INSTRUCTIONS FOR THE TASK:
Pull out the rows below from the very first line through the line containing "[89,343,161,460]", both included, and reproduce each line unchanged.

DATA SHOWN:
════════
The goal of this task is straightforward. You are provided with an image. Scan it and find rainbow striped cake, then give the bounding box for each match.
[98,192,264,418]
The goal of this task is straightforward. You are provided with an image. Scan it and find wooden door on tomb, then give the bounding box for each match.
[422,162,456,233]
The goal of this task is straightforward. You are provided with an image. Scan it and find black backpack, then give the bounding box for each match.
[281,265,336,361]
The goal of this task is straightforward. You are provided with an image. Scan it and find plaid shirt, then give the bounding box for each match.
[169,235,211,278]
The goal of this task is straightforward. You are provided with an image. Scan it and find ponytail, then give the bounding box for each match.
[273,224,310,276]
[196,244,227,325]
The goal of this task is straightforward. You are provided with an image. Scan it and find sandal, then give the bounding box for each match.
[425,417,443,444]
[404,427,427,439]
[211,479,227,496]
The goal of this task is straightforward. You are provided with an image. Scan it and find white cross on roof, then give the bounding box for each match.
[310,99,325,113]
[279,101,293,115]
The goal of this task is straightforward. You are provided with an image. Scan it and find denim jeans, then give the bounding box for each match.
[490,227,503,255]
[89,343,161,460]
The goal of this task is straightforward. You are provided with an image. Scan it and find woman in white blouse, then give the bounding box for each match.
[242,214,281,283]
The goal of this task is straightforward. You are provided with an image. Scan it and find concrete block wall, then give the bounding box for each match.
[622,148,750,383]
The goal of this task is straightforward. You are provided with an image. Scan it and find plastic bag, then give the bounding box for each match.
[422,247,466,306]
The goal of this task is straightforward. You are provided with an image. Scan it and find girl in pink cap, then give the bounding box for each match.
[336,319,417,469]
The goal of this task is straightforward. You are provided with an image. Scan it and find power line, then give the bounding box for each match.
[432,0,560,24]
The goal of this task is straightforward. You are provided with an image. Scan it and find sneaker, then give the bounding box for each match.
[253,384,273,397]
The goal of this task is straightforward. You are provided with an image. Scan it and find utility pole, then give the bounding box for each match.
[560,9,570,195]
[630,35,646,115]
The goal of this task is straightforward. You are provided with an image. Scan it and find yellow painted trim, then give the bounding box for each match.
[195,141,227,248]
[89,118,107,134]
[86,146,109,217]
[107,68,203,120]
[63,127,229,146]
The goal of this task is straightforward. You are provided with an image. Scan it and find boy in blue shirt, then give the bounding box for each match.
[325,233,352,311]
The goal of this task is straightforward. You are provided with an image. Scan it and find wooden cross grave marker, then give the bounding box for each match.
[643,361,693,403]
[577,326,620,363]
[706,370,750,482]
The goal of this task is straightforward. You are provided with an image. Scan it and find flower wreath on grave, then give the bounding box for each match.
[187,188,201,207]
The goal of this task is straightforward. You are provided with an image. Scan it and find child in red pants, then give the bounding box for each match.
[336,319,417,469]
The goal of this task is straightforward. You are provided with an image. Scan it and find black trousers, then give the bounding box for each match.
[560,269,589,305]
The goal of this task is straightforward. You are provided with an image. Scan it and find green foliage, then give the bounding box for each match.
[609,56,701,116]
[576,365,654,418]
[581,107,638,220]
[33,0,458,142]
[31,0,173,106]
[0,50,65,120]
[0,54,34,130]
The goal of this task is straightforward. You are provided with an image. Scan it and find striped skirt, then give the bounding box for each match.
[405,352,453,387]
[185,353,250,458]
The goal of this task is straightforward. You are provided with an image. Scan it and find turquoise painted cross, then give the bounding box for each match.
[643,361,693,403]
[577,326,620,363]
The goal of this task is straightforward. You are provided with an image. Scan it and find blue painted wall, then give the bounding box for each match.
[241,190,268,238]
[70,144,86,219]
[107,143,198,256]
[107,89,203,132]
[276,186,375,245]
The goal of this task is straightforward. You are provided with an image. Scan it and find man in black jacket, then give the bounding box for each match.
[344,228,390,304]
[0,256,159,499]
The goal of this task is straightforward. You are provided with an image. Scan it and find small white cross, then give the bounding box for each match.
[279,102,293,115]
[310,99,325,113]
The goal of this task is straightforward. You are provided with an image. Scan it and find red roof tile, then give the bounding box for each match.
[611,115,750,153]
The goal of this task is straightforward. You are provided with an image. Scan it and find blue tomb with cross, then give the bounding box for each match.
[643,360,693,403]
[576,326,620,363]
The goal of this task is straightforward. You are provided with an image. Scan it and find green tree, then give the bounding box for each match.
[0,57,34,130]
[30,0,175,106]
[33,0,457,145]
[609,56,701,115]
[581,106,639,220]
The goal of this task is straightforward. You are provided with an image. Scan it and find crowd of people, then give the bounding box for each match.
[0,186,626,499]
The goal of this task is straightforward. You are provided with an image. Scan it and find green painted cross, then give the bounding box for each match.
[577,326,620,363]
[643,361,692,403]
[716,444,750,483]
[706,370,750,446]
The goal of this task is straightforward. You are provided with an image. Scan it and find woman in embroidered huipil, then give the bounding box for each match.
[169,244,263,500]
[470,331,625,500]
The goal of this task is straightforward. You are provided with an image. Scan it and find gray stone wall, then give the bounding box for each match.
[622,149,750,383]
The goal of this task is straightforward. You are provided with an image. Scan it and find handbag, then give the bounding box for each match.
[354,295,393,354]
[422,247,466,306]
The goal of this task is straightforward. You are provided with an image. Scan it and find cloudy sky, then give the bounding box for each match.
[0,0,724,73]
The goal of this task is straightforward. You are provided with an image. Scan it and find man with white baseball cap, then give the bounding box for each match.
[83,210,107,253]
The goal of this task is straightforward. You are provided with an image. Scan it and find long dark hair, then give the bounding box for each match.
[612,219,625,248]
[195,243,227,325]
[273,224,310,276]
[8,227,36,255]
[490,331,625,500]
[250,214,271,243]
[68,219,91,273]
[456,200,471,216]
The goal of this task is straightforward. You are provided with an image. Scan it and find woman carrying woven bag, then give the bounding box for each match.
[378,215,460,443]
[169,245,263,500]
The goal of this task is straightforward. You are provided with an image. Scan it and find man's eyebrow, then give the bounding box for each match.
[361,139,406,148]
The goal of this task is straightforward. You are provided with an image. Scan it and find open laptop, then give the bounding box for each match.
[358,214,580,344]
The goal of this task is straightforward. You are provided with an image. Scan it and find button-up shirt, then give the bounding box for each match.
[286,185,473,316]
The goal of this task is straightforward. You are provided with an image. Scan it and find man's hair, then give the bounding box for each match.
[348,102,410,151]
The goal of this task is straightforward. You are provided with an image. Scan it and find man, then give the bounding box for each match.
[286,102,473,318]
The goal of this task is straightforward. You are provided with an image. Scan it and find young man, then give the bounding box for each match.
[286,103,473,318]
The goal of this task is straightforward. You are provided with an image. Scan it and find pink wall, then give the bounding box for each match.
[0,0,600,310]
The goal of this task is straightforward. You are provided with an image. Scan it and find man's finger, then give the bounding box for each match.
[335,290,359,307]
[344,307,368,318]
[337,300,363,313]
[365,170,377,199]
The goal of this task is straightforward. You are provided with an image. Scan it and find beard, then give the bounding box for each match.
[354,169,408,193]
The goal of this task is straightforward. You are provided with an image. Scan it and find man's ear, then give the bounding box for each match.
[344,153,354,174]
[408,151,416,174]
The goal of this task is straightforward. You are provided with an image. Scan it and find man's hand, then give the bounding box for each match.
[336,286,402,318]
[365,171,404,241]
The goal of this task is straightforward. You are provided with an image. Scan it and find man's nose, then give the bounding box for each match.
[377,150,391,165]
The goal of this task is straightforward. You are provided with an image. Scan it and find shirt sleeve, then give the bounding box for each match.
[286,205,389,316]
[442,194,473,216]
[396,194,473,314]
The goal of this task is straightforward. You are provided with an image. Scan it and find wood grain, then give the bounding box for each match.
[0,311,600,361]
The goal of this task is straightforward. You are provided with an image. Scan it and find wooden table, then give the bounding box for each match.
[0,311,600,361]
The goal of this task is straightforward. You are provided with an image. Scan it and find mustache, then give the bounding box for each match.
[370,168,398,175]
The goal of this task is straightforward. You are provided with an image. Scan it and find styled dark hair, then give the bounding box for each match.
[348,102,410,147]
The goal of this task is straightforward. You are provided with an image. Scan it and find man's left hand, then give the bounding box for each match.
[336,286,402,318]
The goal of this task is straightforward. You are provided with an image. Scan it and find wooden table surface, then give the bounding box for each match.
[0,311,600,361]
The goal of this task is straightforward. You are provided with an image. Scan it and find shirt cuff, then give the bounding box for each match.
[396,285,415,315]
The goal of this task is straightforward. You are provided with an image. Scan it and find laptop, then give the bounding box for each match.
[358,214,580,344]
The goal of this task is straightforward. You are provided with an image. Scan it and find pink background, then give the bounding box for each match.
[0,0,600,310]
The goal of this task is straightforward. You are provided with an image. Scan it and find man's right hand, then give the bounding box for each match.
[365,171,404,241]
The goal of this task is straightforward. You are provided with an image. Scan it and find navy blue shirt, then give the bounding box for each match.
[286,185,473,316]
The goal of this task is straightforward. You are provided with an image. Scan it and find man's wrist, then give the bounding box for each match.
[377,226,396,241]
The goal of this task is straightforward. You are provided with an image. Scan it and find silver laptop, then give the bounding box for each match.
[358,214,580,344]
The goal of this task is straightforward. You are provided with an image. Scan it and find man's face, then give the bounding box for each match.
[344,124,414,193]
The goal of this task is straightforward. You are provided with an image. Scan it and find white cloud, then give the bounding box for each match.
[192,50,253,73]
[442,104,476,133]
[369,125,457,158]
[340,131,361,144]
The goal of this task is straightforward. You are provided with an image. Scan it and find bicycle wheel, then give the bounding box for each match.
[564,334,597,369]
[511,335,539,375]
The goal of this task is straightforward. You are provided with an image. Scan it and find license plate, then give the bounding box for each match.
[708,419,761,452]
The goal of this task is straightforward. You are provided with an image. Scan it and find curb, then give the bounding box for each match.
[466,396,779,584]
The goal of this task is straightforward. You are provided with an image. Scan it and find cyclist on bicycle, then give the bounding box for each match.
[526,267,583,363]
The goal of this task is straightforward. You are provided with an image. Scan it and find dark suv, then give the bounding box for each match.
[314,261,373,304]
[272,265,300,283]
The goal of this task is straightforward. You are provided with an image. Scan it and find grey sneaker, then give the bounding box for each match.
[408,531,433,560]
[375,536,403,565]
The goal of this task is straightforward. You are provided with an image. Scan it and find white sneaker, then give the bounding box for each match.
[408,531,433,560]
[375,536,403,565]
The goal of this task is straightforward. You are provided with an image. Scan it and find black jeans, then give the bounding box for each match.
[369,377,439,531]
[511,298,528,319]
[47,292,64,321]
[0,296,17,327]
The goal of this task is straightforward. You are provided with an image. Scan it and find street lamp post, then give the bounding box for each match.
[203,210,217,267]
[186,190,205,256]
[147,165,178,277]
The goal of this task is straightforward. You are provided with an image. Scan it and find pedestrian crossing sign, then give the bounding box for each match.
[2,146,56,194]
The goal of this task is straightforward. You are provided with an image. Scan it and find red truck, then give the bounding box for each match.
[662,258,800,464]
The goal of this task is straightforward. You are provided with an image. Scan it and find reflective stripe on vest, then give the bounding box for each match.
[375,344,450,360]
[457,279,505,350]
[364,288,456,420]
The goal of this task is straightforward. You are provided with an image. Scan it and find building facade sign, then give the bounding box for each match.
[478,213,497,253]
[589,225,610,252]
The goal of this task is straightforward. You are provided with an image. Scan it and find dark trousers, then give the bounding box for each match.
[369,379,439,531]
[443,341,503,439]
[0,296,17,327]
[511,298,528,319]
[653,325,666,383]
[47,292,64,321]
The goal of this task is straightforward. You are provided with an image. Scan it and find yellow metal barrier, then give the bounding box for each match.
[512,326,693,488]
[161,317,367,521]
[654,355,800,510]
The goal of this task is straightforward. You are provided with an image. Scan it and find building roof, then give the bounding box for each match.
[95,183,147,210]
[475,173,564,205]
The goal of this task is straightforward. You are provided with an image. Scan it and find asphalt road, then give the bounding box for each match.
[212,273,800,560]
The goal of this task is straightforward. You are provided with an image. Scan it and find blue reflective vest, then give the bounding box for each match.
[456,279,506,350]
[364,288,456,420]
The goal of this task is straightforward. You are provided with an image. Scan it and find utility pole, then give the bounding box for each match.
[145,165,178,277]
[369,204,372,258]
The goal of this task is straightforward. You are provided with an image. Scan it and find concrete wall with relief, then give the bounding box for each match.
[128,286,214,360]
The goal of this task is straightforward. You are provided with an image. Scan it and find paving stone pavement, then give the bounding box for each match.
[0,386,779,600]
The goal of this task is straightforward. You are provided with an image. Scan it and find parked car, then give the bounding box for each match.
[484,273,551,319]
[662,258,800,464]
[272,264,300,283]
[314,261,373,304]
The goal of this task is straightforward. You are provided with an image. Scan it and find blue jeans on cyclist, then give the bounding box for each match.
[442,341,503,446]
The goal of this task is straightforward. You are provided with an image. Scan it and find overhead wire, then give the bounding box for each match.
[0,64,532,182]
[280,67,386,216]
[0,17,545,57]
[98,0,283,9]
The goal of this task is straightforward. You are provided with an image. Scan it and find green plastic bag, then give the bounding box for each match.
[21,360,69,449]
════════
TASK OUTPUT:
The goal of this task is straightforward. You are provided with an image. Scan it and find rainbow striped cake, then give the bounding box for each match.
[98,192,264,418]
The goal of this task is straightforward. You are provided with an image. Scan it and find wooden door on tomb, then give the bounding box for each match.
[422,162,456,233]
The goal of this task is straightforward. You are provided with an image. Scan it and find black backpack, then give the bounding box for each match.
[281,265,336,361]
The goal of this task is straightforward. You are provided with an image. Scan it and find plaid shirt, then give the bounding box for each match.
[169,235,211,278]
The goal of this task is straightforward. You are provided with an image. Scan it and find ponytail, then give the bounding box for each match.
[273,224,310,276]
[196,244,227,325]
The goal of this task is straightforward. You are provided with an image. Scan it and find sandal, then give the bounding box for each match.
[425,417,443,444]
[404,427,427,439]
[211,479,227,496]
The goal of this task is straightforward. You are provided with an image. Scan it and find white cross on roof, then give the bounding box for each match.
[310,99,325,113]
[279,101,293,115]
The goal of this task is straightforward. You are provided with an image. Scan it and find denim jeans, then give the bounding box for each match.
[490,227,503,255]
[89,343,161,460]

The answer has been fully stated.